### WORK INSTRUCTION
Write out the lines of the records from the one containing "of the gnarled" to the very last, keeping each exactly as it is.

### TASK DATA
=====

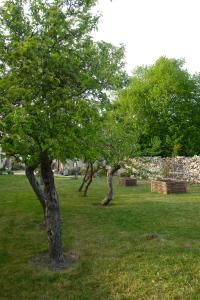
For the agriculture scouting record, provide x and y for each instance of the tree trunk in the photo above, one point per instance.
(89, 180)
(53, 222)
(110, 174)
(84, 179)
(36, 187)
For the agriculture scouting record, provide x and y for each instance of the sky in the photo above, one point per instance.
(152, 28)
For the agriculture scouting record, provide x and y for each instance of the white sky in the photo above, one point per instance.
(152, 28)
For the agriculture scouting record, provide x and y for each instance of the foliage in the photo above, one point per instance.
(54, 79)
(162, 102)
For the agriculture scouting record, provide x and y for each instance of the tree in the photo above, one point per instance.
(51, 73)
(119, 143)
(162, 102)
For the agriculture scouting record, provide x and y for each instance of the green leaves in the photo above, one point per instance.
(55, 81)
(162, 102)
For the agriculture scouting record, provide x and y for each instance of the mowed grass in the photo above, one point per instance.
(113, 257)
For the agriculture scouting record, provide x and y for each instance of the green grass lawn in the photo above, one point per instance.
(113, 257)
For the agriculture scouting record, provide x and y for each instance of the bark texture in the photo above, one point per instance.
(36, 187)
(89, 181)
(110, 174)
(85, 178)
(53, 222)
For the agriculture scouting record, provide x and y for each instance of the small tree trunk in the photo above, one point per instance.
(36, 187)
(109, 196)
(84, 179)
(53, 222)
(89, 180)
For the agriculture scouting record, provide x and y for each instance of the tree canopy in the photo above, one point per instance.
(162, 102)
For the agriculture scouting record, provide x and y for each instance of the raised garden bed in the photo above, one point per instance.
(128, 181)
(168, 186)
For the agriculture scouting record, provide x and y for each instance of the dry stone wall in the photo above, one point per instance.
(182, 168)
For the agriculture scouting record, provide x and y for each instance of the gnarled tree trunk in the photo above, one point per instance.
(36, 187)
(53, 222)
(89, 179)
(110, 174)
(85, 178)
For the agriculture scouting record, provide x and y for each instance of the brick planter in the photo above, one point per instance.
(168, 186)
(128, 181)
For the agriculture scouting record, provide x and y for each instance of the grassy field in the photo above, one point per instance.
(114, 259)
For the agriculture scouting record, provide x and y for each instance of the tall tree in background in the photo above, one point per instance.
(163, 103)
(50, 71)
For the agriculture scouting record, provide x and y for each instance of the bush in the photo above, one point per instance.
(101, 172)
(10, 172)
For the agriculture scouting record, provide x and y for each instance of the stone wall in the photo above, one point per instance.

=====

### RESULT FOR THIS TASK
For the agriculture scouting record, provide x and y for each instance of the gnarled tree trunk in the photo above, one point per instance.
(36, 187)
(53, 222)
(89, 179)
(110, 174)
(85, 178)
For the agriculture scouting record, provide x and y for each instance of the brick planter in the photo above, one point per instance.
(168, 186)
(128, 181)
For the agriculture scouting record, provide x and y for each instance of the grassy field in the photo above, one point per instance.
(114, 259)
For the agriculture scouting record, provide x and y for each instance of the tall tree in background in the photo above, one point per instance.
(163, 103)
(50, 71)
For the agriculture scouting record, provide x and y for each instance of the bush in the photo above, one point per instance.
(101, 172)
(10, 172)
For the agriculture scouting record, provide x and y for each instance of the stone wall in the photo above, one point per instance.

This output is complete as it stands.